→ **INSTRUCTIONS TO FOLLOW**: Without omitting anything, copy every entry word for word.

→ **DATA TO EXAMINE**:
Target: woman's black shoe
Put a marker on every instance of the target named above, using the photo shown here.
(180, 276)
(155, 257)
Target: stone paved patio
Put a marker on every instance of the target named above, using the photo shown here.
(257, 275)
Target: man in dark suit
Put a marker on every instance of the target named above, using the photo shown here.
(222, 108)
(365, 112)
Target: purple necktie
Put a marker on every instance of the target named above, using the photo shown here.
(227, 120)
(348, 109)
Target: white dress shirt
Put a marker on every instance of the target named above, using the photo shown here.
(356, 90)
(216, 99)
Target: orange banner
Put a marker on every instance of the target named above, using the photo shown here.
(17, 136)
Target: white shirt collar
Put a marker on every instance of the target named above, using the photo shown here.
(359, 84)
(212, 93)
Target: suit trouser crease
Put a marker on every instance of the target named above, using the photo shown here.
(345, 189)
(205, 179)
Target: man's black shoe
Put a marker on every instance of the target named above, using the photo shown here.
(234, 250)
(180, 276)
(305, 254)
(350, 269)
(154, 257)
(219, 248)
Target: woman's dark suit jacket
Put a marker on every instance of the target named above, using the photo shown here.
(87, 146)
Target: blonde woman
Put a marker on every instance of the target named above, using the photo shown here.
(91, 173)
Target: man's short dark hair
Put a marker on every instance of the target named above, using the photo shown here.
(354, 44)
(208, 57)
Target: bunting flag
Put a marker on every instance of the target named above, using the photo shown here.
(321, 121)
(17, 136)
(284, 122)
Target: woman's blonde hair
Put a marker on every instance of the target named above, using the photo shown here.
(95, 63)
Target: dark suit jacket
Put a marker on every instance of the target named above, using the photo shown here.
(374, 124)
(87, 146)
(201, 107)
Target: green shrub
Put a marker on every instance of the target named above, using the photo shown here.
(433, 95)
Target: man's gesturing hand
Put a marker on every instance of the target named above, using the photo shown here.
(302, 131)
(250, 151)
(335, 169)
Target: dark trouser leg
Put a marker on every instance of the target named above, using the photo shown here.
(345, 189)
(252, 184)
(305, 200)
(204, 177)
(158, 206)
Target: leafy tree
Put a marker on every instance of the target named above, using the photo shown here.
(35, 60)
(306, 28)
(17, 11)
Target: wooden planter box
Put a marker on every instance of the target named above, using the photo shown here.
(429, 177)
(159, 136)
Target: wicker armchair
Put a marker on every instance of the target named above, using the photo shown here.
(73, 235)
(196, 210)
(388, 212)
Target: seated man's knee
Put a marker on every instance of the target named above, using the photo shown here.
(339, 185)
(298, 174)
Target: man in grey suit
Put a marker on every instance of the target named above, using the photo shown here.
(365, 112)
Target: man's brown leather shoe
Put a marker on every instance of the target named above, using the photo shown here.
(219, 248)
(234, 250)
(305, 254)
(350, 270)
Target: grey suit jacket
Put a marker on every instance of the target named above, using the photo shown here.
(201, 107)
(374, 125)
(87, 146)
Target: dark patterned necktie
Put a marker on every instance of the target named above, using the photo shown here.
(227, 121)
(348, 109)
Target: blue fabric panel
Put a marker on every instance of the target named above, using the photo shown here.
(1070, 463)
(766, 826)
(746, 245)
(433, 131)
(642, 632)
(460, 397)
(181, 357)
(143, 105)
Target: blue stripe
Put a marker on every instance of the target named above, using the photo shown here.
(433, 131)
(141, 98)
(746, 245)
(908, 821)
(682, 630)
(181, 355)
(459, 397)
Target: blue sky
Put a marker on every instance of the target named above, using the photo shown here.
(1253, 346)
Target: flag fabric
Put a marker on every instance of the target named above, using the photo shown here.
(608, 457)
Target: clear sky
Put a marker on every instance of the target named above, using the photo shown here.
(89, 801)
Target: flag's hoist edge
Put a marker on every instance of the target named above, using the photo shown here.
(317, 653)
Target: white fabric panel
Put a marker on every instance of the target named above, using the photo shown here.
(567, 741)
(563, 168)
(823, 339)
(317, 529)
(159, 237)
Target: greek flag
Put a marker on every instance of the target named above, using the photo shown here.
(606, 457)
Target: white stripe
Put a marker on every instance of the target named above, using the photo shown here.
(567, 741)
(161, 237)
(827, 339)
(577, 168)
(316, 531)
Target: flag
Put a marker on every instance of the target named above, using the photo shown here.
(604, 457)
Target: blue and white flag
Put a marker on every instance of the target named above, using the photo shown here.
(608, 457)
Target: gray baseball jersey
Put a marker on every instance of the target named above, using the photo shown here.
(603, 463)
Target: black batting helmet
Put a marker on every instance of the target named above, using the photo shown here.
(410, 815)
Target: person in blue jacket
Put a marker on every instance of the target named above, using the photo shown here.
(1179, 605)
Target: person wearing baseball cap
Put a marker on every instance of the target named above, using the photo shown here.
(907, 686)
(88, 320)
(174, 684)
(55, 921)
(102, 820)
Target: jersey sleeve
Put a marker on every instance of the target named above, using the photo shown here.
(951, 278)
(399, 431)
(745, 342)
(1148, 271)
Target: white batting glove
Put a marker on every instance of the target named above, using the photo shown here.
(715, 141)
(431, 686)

→ **SOLUTION FOR THIS EXERCISE**:
Target: woman's black shoe
Put a marker on every instance of the target named above, using the photo shown here.
(180, 276)
(155, 257)
Target: stone paved patio
Put a marker on every instance of the target named above, using the photo shown here.
(257, 275)
Target: man in dark suit
Put a marker on every instance of the target named above, using the photo shown here.
(222, 108)
(365, 112)
Target: purple necktie
Put a marker on every instance of the target named above, using the photo shown here.
(227, 120)
(348, 109)
Target: white dress shirt
Put a marker on every instance of the target named above, using the photo shown here.
(356, 90)
(216, 99)
Target: orange banner
Put a marker on every instance of the target named above, using the photo shown here.
(17, 136)
Target: white shirt collar
Put a marker on every instance of the target named above, using the photo shown here.
(359, 84)
(212, 93)
Target: suit trouser crease
Put a marker on every instance of the target named above, using the photo shown here.
(345, 189)
(205, 179)
Target: man's black shoe
Put a marker on every instance of the target named above, using the photo shown here.
(234, 250)
(180, 276)
(305, 254)
(350, 269)
(154, 257)
(219, 248)
Target: woman's dark suit jacket
Put a marker on every instance of the target named above, using the photo shown here.
(87, 146)
Target: blonde woman
Put a marker on every instance of the target named above, using the photo shown here.
(91, 173)
Target: man's short dark hair
Put a marker on every instance of the target named above, using the photo shown here.
(354, 44)
(208, 57)
Target: bunting flag
Put a marker on every instance of the target named above, using the photo shown here.
(321, 121)
(17, 136)
(284, 122)
Target: woman's blonde hair
Put a marker on every instance of the target named above, using the photo shown here.
(95, 63)
Target: dark suit jacket
Put a marker on every instance of the target named above, using the photo shown here.
(374, 124)
(87, 146)
(201, 107)
Target: green shrub
Put a marker on every instance of the target named above, using the photo shown here.
(433, 95)
Target: man's gesturing hand
Put a marker on every instance of the target named above, using the photo shown here.
(302, 131)
(250, 151)
(335, 169)
Target: dark trouser leg
Put a marker on every instance of the target named above, using the photo shown here.
(345, 189)
(252, 184)
(305, 200)
(204, 177)
(158, 206)
Target: leafy tree
Put a marker on every instance of the target named above, using the photo shown here.
(35, 60)
(306, 28)
(17, 11)
Target: wooden planter box
Put a marker on every instance of the target named above, using the photo shown here.
(429, 177)
(159, 136)
Target: wicker armchair
Put a marker on every instance of the target named above, using the photo shown here.
(73, 235)
(196, 210)
(388, 212)
Target: seated man's knee
Put a marker on every instance of the target named above, using the photo shown here.
(339, 185)
(298, 174)
Target: man in grey suit
Put a marker on every instance of the target named above, using the photo shown here.
(365, 112)
Target: man's brown leather shoe
Put a marker on every instance of the target named above, using the photo shown here.
(219, 248)
(234, 250)
(305, 254)
(350, 270)
Target: grey suit jacket
Put a marker on every instance of the target named above, using the photo shown here.
(201, 107)
(374, 125)
(87, 146)
Target: dark patterned necktie
Put a marker on every instance of the target named above, using the photo shown here.
(227, 121)
(348, 109)
Target: blue fabric panel
Put a marker on every instance of the target named above, using the photo shown here.
(1070, 463)
(766, 826)
(746, 245)
(433, 131)
(642, 632)
(460, 397)
(181, 357)
(143, 105)
Target: blue stripe
Put a marker on every instance of the target named above, using the photo shown here.
(433, 131)
(141, 98)
(746, 245)
(908, 821)
(682, 630)
(181, 355)
(459, 397)
Target: blue sky
Put a marker on every instance of the target named above, using the photo shown here.
(1253, 346)
Target: flag fabric
Put a marker on every instance of the target named above, using the photo shown here.
(608, 457)
Target: clear sky
Put a marker on every instance of the target named above, using the photo shown here.
(89, 801)
Target: flag's hoist edge
Put a marker on every instance of the target named above, using the photo shown here.
(317, 653)
Target: white fabric panel
Put a marker on every instance of the target named above, using the photo shown here.
(567, 741)
(563, 168)
(823, 339)
(317, 529)
(159, 237)
Target: greek flag
Put a marker on every instance of the target named above, using the photo shown here.
(606, 457)
Target: white stripe
Put a marker on every instance of the target named above, using the photo shown here.
(567, 741)
(161, 237)
(827, 339)
(577, 168)
(316, 531)
Target: flag
Put a marker on every instance of the target named above, using the photo shown here.
(604, 457)
Target: blue and white flag
Put a marker on every instance of the target named above, using the photo shown here.
(608, 457)
Target: gray baseball jersey
Put a marker on every instance of the target named above, using the photo shown here.
(603, 463)
Target: black batting helmet
Put a marker on every instance of the target named above, using the photo shown here.
(410, 815)
Target: person in blue jacket
Put a marker on every instance of the target named above, using the photo shown here.
(1179, 605)
Target: person wearing baseball cap
Put a marker on every instance of the target named above, using the photo shown here.
(907, 686)
(88, 320)
(174, 684)
(55, 921)
(102, 820)
Target: jersey sleeve
Put a marker on every instance of the target named above, using the photo shown here.
(951, 278)
(399, 431)
(745, 342)
(1148, 271)
Target: white batting glove
Put a marker on every instance of the target named above, using the photo shown here.
(715, 141)
(431, 686)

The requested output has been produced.